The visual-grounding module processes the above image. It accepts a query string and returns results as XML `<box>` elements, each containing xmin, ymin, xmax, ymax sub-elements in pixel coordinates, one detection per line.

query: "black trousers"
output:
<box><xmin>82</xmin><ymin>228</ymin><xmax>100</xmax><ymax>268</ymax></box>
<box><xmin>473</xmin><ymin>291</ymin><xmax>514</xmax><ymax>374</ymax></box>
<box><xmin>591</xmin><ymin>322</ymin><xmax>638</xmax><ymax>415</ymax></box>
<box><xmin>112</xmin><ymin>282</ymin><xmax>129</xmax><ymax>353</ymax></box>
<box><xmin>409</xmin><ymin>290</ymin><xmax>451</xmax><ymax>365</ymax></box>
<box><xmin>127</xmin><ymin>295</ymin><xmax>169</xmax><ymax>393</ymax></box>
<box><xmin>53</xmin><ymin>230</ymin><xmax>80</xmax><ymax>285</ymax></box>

···

- _TO BE DONE_
Quote the item above word for word, from its opening sentence through its last output line.

- _PROBLEM SOLUTION_
The visual-grounding module processes the above image. It accepts a query string and returns results as XML `<box>` elements, each containing xmin, ymin, xmax, ymax sub-elements in pixel coordinates, one detection per line.

query: "black trousers"
output:
<box><xmin>82</xmin><ymin>228</ymin><xmax>100</xmax><ymax>268</ymax></box>
<box><xmin>473</xmin><ymin>291</ymin><xmax>514</xmax><ymax>374</ymax></box>
<box><xmin>591</xmin><ymin>322</ymin><xmax>638</xmax><ymax>415</ymax></box>
<box><xmin>112</xmin><ymin>282</ymin><xmax>129</xmax><ymax>353</ymax></box>
<box><xmin>409</xmin><ymin>290</ymin><xmax>451</xmax><ymax>365</ymax></box>
<box><xmin>127</xmin><ymin>295</ymin><xmax>169</xmax><ymax>393</ymax></box>
<box><xmin>53</xmin><ymin>230</ymin><xmax>80</xmax><ymax>285</ymax></box>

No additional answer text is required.